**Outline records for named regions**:
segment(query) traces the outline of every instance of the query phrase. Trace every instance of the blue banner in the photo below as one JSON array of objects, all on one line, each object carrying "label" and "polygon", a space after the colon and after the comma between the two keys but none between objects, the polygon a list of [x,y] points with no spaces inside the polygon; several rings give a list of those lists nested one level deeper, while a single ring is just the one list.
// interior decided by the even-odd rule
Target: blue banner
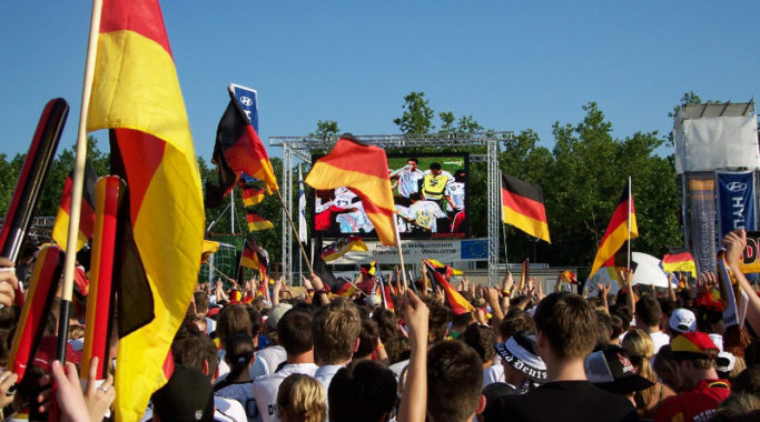
[{"label": "blue banner", "polygon": [[737,229],[756,230],[754,172],[718,173],[721,239]]},{"label": "blue banner", "polygon": [[248,120],[250,120],[250,124],[256,129],[256,133],[258,133],[258,92],[255,89],[238,86],[237,83],[230,83],[229,88],[233,90],[238,102],[240,102],[243,111],[248,114]]}]

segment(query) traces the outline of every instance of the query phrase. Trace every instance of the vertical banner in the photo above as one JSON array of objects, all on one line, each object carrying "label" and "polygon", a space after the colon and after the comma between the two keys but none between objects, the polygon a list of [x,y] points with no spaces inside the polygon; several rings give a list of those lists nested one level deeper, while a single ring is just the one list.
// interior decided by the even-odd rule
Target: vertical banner
[{"label": "vertical banner", "polygon": [[691,208],[691,243],[697,271],[715,272],[715,177],[687,173]]},{"label": "vertical banner", "polygon": [[230,83],[229,90],[233,91],[243,111],[248,115],[250,124],[256,129],[256,133],[258,133],[258,92],[255,89],[237,83]]},{"label": "vertical banner", "polygon": [[754,172],[718,173],[720,238],[737,229],[756,230]]}]

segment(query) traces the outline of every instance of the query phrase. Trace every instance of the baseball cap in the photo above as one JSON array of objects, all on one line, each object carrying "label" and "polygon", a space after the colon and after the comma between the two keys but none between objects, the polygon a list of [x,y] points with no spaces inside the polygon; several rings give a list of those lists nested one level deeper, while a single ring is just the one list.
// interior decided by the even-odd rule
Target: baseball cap
[{"label": "baseball cap", "polygon": [[673,359],[704,359],[714,356],[719,349],[707,333],[685,332],[670,341]]},{"label": "baseball cap", "polygon": [[591,353],[584,366],[592,384],[614,394],[629,394],[654,385],[654,382],[635,373],[625,350],[616,345],[605,345]]},{"label": "baseball cap", "polygon": [[697,316],[690,310],[679,308],[670,315],[668,325],[678,333],[697,331]]},{"label": "baseball cap", "polygon": [[546,364],[539,356],[536,336],[533,331],[517,331],[505,342],[494,345],[496,353],[510,366],[520,371],[529,380],[546,381]]},{"label": "baseball cap", "polygon": [[277,303],[274,305],[269,311],[269,316],[267,318],[267,328],[273,330],[276,329],[279,319],[283,318],[285,312],[289,311],[290,308],[293,308],[293,305],[289,303]]},{"label": "baseball cap", "polygon": [[377,298],[377,294],[369,294],[368,297],[364,298],[364,303],[372,308],[377,308],[381,305],[381,299]]},{"label": "baseball cap", "polygon": [[178,364],[169,381],[156,391],[154,413],[161,421],[213,421],[214,388],[208,376],[195,368]]}]

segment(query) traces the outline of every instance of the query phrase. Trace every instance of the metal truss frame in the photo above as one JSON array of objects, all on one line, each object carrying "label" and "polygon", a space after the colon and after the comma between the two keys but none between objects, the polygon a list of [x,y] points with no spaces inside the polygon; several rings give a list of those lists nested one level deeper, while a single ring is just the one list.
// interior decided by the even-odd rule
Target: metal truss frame
[{"label": "metal truss frame", "polygon": [[[481,133],[423,133],[423,134],[369,134],[357,135],[359,141],[389,148],[454,147],[466,150],[472,147],[486,147],[485,154],[471,154],[474,162],[487,163],[487,219],[488,219],[488,283],[499,282],[499,231],[500,220],[500,178],[499,178],[499,142],[514,138],[514,132]],[[294,158],[310,162],[313,152],[329,151],[338,137],[270,137],[270,147],[283,148],[283,198],[288,211],[296,208],[293,197]],[[294,213],[290,213],[294,215]],[[293,282],[293,232],[283,211],[283,275]],[[296,252],[298,253],[298,252]]]}]

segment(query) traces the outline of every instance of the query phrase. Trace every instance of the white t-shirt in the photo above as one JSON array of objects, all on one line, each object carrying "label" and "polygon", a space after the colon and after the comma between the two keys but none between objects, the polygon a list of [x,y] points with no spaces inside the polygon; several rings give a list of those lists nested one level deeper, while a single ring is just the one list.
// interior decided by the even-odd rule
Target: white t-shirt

**TASK TO COMPLETE**:
Can you quote, word for word, the lines that begin at the line containing "of the baseball" and stop after the line containing "Target: baseball cap", with both of those lines included?

**ANSWER FOR THE TASK**:
segment(query) traces the outline of every instance of the query phrase. Trace every instance of the baseball cap in the photo above as one JSON array of objects, all on one line, each object carrying "label" and "polygon", a space after the colon and after the comma between the two keys but none between objects, the polygon a list of [x,y] points with no spaces inside the polygon; several rings give a list of those lists nested one level deeper, while a single ring is just the one list.
// interior decided by the even-odd rule
Target: baseball cap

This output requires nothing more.